Saved entries
*** Begin section ***
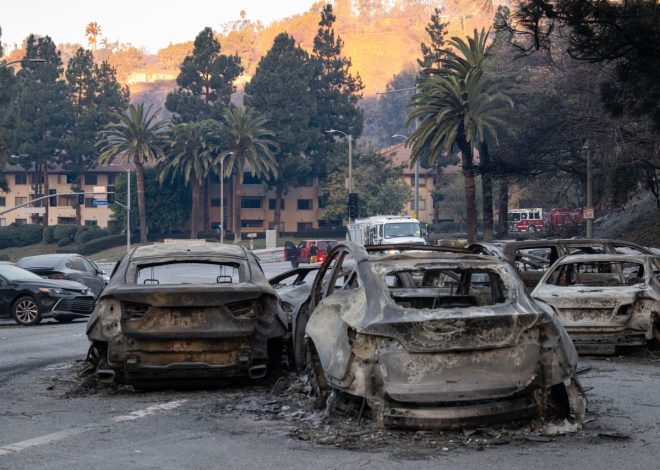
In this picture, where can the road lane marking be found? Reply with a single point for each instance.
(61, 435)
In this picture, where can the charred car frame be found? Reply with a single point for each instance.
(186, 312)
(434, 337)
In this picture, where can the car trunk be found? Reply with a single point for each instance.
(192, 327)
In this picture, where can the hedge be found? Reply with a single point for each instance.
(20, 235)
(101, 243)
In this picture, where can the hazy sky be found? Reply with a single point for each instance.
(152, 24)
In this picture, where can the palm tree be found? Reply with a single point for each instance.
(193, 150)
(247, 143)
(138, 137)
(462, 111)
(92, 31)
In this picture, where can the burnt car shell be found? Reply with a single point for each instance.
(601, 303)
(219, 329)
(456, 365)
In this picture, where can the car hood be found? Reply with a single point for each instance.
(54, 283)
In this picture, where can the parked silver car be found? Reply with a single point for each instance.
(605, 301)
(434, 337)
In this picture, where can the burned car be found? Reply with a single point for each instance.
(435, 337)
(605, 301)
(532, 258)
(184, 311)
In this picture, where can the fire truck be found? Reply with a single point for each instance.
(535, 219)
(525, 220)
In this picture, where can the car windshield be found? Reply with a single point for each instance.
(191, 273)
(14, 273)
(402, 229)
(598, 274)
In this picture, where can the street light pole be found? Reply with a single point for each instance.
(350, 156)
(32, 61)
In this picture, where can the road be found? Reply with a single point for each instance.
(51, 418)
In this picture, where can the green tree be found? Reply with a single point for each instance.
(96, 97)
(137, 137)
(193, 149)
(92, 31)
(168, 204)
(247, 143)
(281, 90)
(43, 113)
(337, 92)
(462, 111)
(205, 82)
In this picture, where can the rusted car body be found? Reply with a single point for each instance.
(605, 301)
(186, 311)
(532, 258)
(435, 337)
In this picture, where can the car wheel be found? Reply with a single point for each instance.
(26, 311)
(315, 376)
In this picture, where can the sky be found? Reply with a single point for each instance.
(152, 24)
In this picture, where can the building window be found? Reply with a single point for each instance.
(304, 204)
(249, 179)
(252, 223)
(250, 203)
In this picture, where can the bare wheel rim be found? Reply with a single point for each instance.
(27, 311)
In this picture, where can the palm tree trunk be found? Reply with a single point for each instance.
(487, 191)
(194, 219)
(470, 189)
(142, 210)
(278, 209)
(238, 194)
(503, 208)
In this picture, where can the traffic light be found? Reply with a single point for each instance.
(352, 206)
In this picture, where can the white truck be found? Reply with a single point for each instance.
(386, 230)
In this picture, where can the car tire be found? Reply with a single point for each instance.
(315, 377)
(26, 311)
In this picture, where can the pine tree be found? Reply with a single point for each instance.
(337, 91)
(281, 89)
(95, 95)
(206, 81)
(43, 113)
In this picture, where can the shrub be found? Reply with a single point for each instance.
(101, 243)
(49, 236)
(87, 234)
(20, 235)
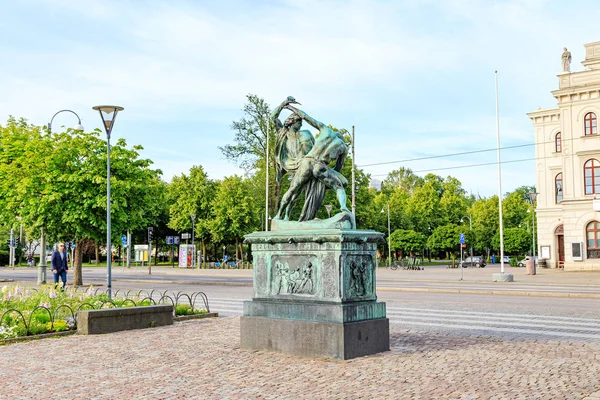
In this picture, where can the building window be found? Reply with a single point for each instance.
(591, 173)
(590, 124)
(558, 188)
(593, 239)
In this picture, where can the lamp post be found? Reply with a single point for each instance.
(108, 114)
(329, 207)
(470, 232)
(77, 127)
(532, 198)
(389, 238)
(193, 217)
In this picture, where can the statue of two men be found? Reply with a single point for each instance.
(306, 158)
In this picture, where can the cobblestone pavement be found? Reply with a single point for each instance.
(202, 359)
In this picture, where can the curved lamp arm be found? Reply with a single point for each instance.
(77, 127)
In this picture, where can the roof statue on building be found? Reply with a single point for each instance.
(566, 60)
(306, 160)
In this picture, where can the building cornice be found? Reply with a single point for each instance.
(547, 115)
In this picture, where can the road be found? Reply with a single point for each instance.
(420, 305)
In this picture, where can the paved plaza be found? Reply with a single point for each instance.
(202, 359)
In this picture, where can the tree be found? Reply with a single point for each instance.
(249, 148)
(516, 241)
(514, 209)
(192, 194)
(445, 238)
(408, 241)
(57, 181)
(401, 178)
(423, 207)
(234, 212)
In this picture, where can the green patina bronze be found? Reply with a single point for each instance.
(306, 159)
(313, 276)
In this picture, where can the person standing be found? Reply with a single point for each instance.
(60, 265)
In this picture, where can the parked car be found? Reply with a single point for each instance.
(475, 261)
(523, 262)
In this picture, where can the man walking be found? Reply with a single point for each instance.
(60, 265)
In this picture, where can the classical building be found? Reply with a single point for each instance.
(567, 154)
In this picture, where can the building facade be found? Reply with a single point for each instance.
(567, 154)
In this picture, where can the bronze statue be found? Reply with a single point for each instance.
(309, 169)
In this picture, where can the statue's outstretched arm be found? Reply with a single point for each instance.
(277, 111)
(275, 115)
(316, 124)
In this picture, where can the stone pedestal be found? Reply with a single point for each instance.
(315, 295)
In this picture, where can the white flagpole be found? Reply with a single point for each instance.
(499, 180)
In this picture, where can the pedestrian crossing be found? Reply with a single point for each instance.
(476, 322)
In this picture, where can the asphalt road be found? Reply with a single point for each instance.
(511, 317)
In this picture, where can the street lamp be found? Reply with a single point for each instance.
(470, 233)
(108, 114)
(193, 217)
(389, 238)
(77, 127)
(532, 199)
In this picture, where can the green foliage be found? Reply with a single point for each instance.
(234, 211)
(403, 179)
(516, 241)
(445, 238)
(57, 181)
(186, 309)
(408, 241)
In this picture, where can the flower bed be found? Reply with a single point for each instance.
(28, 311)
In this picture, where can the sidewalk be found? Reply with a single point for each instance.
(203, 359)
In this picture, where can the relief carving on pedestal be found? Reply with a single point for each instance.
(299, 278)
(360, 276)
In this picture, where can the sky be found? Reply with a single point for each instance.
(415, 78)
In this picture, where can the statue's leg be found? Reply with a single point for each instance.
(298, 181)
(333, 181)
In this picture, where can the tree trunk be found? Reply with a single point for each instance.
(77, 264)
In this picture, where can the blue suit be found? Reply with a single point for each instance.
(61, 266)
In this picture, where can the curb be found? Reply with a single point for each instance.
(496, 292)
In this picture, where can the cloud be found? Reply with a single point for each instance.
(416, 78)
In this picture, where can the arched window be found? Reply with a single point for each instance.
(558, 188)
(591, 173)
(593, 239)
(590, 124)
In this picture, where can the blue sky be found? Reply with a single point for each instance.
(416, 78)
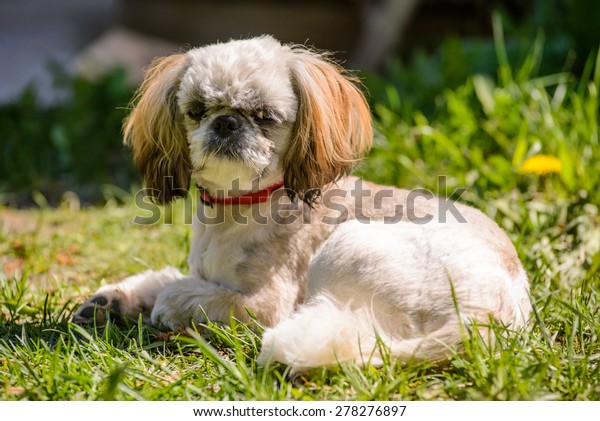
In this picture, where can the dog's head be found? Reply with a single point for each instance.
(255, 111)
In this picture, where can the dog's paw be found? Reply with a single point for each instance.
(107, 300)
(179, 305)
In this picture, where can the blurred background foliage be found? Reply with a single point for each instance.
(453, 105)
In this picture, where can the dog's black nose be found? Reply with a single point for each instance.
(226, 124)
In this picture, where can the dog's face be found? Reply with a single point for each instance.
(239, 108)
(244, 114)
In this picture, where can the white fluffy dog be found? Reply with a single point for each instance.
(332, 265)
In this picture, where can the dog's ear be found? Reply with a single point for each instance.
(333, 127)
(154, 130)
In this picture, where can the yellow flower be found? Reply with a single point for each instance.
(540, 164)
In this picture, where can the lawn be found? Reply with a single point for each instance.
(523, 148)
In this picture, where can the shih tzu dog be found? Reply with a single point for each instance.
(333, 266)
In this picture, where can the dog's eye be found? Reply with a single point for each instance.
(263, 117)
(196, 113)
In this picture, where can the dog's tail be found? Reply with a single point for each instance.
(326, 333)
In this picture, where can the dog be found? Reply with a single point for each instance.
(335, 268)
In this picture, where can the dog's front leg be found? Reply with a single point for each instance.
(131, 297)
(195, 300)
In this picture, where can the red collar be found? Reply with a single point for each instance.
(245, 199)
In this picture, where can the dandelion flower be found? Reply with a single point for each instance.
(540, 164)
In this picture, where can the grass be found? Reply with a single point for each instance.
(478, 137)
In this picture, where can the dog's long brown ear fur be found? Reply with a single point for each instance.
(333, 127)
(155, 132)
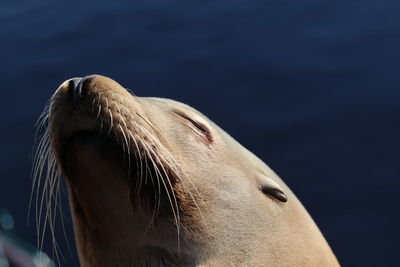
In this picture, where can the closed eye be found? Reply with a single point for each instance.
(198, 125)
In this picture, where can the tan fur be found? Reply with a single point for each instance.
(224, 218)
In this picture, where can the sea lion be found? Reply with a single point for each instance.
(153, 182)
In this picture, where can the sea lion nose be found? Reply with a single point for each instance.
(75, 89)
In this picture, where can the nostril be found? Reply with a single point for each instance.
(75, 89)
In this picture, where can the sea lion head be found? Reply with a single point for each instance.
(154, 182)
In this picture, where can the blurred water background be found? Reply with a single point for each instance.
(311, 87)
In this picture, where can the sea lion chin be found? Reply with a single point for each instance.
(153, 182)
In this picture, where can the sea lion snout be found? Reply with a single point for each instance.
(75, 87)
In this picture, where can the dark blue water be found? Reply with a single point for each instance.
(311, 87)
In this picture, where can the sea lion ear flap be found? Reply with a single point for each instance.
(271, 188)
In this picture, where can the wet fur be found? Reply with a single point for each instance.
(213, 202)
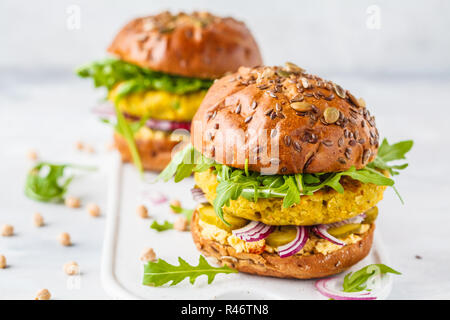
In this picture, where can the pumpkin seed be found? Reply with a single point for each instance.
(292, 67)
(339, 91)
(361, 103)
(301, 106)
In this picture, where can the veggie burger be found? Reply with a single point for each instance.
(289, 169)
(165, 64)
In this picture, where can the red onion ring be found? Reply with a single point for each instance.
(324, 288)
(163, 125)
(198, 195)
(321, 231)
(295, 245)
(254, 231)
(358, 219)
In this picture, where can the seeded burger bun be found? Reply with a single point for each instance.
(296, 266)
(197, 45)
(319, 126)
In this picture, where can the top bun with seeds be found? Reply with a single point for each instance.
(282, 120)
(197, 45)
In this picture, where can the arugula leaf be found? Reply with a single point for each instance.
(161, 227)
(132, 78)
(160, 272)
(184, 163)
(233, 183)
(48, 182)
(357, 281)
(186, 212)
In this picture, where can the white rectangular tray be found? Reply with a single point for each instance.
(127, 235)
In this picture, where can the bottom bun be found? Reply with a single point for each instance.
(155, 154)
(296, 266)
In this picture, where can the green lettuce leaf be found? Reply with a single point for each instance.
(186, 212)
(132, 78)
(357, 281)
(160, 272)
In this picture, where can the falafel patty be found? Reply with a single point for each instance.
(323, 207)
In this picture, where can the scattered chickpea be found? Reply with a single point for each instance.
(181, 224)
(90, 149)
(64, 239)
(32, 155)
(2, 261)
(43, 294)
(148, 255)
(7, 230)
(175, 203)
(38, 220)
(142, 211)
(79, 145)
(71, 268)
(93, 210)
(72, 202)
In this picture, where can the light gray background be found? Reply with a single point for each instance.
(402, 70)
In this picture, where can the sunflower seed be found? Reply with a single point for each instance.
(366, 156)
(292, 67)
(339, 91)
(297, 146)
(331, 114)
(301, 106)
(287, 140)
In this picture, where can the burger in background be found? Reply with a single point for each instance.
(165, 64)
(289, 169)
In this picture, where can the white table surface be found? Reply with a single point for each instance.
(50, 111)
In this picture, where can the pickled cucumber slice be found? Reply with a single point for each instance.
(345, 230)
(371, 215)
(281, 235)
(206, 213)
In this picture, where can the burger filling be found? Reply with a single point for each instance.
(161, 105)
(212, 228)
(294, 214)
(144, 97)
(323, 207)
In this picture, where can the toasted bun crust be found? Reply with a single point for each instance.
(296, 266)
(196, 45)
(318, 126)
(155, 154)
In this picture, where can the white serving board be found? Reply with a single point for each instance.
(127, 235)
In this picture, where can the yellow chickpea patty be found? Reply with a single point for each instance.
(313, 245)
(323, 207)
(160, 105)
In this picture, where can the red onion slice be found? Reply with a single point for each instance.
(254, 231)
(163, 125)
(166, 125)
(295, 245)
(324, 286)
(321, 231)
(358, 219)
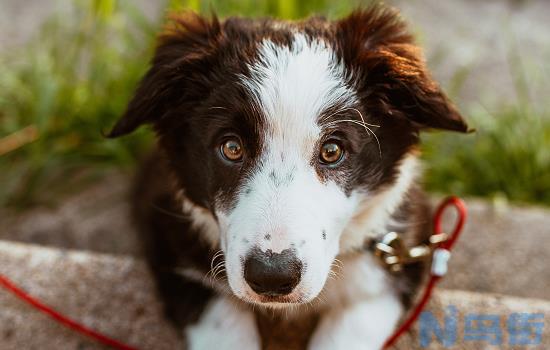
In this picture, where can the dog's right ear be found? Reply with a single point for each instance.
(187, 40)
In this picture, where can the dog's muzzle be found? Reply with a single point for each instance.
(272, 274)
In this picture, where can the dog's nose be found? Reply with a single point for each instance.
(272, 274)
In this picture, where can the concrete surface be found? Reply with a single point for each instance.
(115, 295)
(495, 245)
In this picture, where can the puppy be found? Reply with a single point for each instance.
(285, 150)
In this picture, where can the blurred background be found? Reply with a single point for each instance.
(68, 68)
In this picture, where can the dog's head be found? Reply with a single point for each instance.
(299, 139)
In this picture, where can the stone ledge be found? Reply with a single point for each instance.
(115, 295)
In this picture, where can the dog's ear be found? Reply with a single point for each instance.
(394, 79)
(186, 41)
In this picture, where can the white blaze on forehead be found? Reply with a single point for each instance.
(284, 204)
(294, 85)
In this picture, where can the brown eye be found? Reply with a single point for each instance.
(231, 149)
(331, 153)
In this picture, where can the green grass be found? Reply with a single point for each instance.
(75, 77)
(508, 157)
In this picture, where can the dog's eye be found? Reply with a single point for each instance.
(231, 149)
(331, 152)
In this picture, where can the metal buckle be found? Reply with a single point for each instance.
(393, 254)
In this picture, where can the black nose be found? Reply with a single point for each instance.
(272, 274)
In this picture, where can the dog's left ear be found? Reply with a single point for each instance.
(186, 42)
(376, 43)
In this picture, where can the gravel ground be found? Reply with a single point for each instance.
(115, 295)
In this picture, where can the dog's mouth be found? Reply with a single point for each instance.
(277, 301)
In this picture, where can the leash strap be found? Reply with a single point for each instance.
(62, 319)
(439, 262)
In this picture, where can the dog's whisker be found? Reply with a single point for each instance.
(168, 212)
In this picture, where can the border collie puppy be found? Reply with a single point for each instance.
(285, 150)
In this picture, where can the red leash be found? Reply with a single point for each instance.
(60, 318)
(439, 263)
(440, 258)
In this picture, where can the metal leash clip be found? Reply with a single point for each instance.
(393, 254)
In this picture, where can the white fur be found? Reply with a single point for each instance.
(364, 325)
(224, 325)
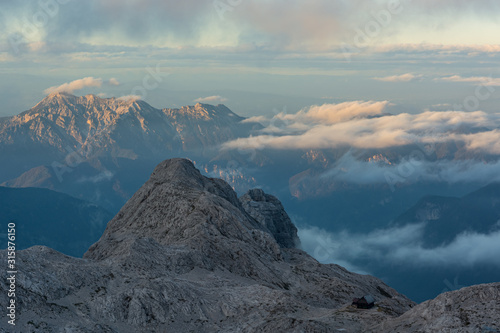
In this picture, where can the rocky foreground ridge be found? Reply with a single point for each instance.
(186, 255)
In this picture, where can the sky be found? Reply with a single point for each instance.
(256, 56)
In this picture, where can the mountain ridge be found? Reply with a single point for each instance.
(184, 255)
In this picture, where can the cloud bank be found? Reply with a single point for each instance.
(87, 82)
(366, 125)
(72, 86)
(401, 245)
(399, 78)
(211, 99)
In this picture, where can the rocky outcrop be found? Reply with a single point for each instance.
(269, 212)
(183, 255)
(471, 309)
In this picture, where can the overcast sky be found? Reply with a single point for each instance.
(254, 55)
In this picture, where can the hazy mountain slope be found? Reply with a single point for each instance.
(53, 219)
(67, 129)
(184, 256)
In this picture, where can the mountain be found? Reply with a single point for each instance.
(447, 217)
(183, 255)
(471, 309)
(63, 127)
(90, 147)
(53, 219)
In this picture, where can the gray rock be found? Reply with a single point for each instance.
*** End section ***
EXERCISE INSTRUCTIONS: Exact copy required, pictures excluded: the lines from the one holding "In this picture, where can the border" through the last line of the data, both ends included.

TASK RESPONSE:
In this picture, where can the border collie puppy be found? Reply with a single point for each instance.
(285, 150)
In this picture, where can the red leash be found? Reply with a single point for each instance.
(60, 318)
(439, 263)
(440, 258)
In this picture, where can the metal leash clip be found? Reply with a single point for each instance.
(393, 254)
In this picture, where can the white fur be found? Reply with a single point for each instance.
(364, 325)
(224, 325)
In this picture, where can the rocky foreground ridge be found? Reply with a single point for each instance.
(186, 255)
In this picture, where can the sky be found? Reply with a single point for each instance.
(256, 56)
In this picture, where can the mountain ridge be found? Reply with a single point for each instance.
(184, 255)
In this picture, where can the cloud bank be found? Reply with a single point for each instance.
(87, 82)
(366, 125)
(72, 86)
(401, 245)
(399, 78)
(211, 99)
In this picture, where can the rocky outcrop be found? Reply with a single point for each instance.
(269, 212)
(183, 255)
(471, 309)
In this picture, where can the overcast sky be found? Reply with a single point for each instance.
(254, 55)
In this picture, where can the hazy mountain slope be found? Reply with a single point for each instance.
(53, 219)
(67, 129)
(184, 256)
In this picture, where can the mountain be found? Reply with a single point for each instance.
(447, 217)
(183, 255)
(471, 309)
(63, 127)
(90, 147)
(53, 219)
In this picture, where can the gray rock be found? Reply with a single point for each instance.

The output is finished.